Boundary labeling items
"""

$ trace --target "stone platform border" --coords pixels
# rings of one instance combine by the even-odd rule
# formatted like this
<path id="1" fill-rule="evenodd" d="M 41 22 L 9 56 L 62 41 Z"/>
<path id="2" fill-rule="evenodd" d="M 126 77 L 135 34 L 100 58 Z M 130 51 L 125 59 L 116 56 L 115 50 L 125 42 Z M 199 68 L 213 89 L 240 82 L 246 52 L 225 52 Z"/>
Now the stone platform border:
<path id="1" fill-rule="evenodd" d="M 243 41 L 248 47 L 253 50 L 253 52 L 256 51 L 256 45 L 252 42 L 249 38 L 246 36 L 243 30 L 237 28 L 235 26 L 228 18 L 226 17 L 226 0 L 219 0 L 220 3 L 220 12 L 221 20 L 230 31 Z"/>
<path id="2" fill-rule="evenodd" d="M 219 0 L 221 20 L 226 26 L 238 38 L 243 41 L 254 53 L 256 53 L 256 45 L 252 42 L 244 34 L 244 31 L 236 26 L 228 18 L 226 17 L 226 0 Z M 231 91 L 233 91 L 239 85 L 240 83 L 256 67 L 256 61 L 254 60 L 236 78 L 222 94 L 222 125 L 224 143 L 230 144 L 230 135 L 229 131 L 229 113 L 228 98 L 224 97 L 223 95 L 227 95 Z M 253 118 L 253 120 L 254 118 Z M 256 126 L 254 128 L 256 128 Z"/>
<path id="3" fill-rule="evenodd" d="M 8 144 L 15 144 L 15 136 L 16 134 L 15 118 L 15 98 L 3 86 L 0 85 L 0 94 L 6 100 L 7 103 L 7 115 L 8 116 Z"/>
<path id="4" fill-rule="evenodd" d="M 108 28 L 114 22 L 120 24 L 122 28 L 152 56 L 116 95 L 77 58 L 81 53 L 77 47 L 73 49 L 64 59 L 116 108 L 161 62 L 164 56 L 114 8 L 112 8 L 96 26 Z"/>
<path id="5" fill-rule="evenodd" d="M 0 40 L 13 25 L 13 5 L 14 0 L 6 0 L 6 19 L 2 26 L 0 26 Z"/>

"""

Written task. Make an exact copy of the records.

Final result.
$ trace --target "stone platform border" --coords pixels
# rings of one instance combine by the even-odd rule
# formatted like this
<path id="1" fill-rule="evenodd" d="M 41 22 L 9 56 L 62 41 Z"/>
<path id="2" fill-rule="evenodd" d="M 126 77 L 135 34 L 100 58 Z M 130 51 L 125 59 L 116 56 L 115 50 L 125 42 Z M 199 68 L 213 89 L 240 82 L 246 52 L 225 52 Z"/>
Now the stone platform border:
<path id="1" fill-rule="evenodd" d="M 243 41 L 248 47 L 253 50 L 253 52 L 256 51 L 256 45 L 252 42 L 249 38 L 246 36 L 243 30 L 237 28 L 235 26 L 228 18 L 226 17 L 226 0 L 219 0 L 220 3 L 220 12 L 221 20 L 230 31 Z"/>
<path id="2" fill-rule="evenodd" d="M 219 0 L 221 20 L 226 26 L 238 38 L 243 41 L 254 53 L 256 53 L 256 45 L 252 42 L 244 34 L 244 31 L 236 26 L 228 18 L 226 17 L 226 0 Z M 231 91 L 233 91 L 239 85 L 240 83 L 256 67 L 256 61 L 254 60 L 236 78 L 222 94 L 222 125 L 224 143 L 230 144 L 230 135 L 229 131 L 229 113 L 228 98 L 224 97 L 223 95 L 227 95 Z M 253 118 L 253 120 L 254 118 Z M 256 126 L 254 128 L 256 128 Z"/>
<path id="3" fill-rule="evenodd" d="M 8 144 L 15 144 L 15 136 L 16 134 L 15 118 L 15 98 L 3 86 L 0 85 L 0 94 L 6 100 L 7 103 L 7 115 L 8 116 Z"/>
<path id="4" fill-rule="evenodd" d="M 108 28 L 114 22 L 120 24 L 122 28 L 152 56 L 116 95 L 77 58 L 81 53 L 77 47 L 73 49 L 64 59 L 116 108 L 161 62 L 164 56 L 114 8 L 112 8 L 96 26 Z"/>
<path id="5" fill-rule="evenodd" d="M 0 40 L 13 25 L 13 5 L 14 0 L 6 0 L 6 19 L 2 26 L 0 26 Z"/>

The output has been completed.